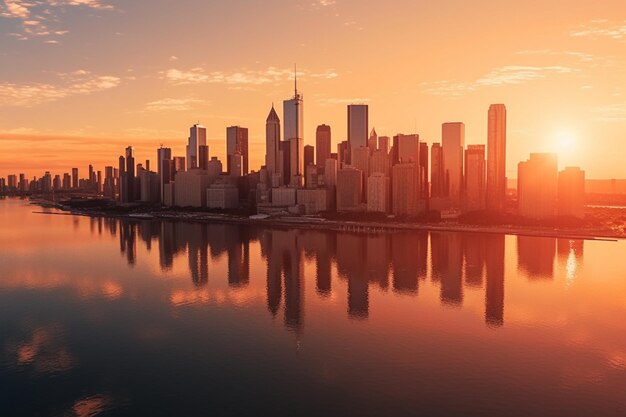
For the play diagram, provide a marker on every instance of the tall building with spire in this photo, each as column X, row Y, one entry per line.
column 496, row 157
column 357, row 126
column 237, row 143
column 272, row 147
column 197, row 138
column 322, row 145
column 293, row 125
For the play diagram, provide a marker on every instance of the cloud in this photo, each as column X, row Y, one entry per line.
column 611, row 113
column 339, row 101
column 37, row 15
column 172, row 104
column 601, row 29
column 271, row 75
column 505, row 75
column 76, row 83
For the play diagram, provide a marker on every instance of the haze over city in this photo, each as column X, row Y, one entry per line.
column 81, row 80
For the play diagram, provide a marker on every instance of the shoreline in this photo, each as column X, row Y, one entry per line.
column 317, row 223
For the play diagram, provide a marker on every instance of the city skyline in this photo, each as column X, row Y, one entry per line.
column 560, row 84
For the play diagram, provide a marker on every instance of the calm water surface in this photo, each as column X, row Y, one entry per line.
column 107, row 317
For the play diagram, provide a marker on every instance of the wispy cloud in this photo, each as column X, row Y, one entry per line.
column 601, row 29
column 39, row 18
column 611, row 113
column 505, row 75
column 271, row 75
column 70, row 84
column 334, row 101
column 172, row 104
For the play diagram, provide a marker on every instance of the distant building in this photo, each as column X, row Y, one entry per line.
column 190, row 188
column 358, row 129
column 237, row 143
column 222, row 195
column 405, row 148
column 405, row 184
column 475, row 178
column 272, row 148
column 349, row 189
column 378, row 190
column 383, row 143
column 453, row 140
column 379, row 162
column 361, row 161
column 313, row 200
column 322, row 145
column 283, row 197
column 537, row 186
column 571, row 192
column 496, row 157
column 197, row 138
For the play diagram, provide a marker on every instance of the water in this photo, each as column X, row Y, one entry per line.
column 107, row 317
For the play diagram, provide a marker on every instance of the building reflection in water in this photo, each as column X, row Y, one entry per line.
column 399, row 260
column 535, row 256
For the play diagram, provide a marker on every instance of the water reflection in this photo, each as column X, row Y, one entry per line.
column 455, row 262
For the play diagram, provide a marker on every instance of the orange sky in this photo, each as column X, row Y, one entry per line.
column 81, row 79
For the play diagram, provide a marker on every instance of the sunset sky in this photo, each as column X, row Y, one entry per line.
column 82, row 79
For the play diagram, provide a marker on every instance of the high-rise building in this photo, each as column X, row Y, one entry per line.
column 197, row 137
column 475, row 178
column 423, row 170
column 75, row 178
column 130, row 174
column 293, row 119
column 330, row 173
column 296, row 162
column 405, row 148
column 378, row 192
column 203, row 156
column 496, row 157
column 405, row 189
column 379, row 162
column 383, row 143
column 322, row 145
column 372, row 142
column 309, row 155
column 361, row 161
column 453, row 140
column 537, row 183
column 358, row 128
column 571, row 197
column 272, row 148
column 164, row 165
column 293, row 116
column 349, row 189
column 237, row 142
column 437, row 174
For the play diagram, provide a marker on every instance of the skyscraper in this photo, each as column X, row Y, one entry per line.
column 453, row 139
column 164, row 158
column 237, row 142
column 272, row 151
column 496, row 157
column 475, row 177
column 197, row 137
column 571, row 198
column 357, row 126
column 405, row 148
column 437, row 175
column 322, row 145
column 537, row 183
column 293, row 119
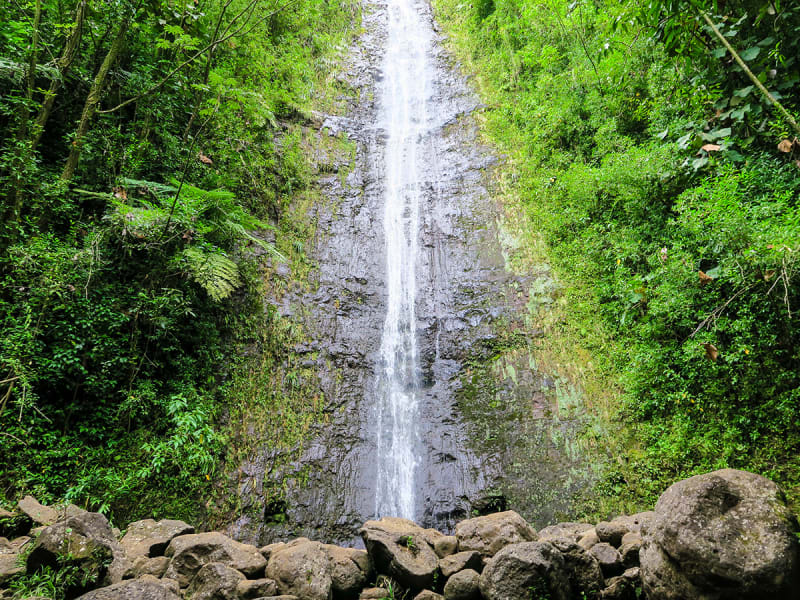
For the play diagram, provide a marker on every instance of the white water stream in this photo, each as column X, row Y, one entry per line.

=====

**REQUIREMENT:** Render all of the data above as a numbered list, leaving out any blank lines. Omit the pictures from your answer.

**TASK OUTPUT:**
1. For the play diagram, provide a marker on every instance of the tall building with spire in this photo, each as column X, row Y, one entry per line.
2. column 496, row 157
3. column 357, row 126
4. column 237, row 143
5. column 272, row 147
6. column 197, row 138
7. column 322, row 145
8. column 293, row 125
9. For the play diagram, provide a marker on every instance of the cloud in this photo, each as column X, row Y, one entry per line.
10. column 611, row 113
11. column 339, row 101
12. column 37, row 15
13. column 172, row 104
14. column 601, row 29
15. column 271, row 75
16. column 505, row 75
17. column 76, row 83
18. For the play diagram, provide a marker on every instance of the haze over city in this photo, each as column X, row Y, one entry per line.
19. column 81, row 80
20. For the play diagram, provide a marker on every instance of the shoreline in this photo, each as column X, row Y, one entry per line.
21. column 317, row 223
22. For the play diagram, provide a marker on every instance of the city skyline in this photo, each as column X, row Y, one entry per line.
23. column 560, row 84
24. For the play diagram, provide a marker on every instance of the calm water surface in this photo, each as column X, row Y, one entry per line.
25. column 107, row 317
26. For the play diagram, provide a marker on every instance of the wispy cloud in this photo, each as column X, row Y, one entry per line.
27. column 601, row 29
28. column 39, row 18
29. column 611, row 113
30. column 505, row 75
31. column 271, row 75
32. column 70, row 84
33. column 334, row 101
34. column 172, row 104
35. For the play diagram, provide a marker on every instance of the distant building in this photo, each as column X, row Y, one entry per line.
36. column 190, row 188
37. column 358, row 129
38. column 237, row 143
39. column 222, row 195
40. column 405, row 148
41. column 405, row 184
42. column 475, row 178
43. column 272, row 148
44. column 349, row 189
45. column 378, row 190
46. column 383, row 143
47. column 453, row 140
48. column 379, row 162
49. column 361, row 161
50. column 313, row 200
51. column 322, row 145
52. column 283, row 197
53. column 537, row 186
54. column 571, row 192
55. column 496, row 157
56. column 197, row 138
57. For the play diagram, provide a marker on every instance of the water in this photo, each as column X, row Y, one entry per line.
58. column 107, row 317
59. For the play diagram, provide a marker on every instance of the building reflection in water in this photo, each as column X, row Y, one entry per line.
60. column 399, row 260
61. column 535, row 256
62. For the play diagram, provide a marker on every instance of the water reflection in this photo, each as column X, row Y, one entry per line.
63. column 455, row 262
64. For the play diagram, provide a marker on every instance of the orange sky in this photo, each as column X, row Y, one entry per line.
65. column 81, row 79
66. For the play diagram, provide a marker on every instance of the sunset sky in this photo, each as column X, row Y, one entry per line.
67. column 82, row 79
68. For the play diagram, provide a marker on every instance of the high-rise building in this photo, each as column X, row Y, one entry per line.
69. column 197, row 137
70. column 475, row 178
71. column 423, row 170
72. column 75, row 178
73. column 130, row 174
74. column 293, row 119
75. column 330, row 173
76. column 296, row 162
77. column 405, row 148
78. column 378, row 192
79. column 203, row 156
80. column 496, row 157
81. column 405, row 189
82. column 379, row 162
83. column 383, row 143
84. column 322, row 145
85. column 372, row 142
86. column 309, row 155
87. column 361, row 161
88. column 453, row 140
89. column 537, row 183
90. column 358, row 128
91. column 571, row 197
92. column 272, row 148
93. column 164, row 165
94. column 293, row 116
95. column 349, row 189
96. column 237, row 142
97. column 437, row 174
98. For the play diagram, provide a marker on every instance of the skyscraper in this photo, each as column X, row Y, one entry per line.
99. column 453, row 139
100. column 164, row 158
101. column 237, row 142
102. column 272, row 151
103. column 496, row 157
104. column 475, row 177
105. column 197, row 137
106. column 571, row 198
107. column 357, row 126
108. column 405, row 148
109. column 437, row 175
110. column 322, row 145
111. column 537, row 183
112. column 293, row 119
113. For the play diagram, provide a marker on every instance of the white water stream in this photo, each as column X, row Y, one entry per line.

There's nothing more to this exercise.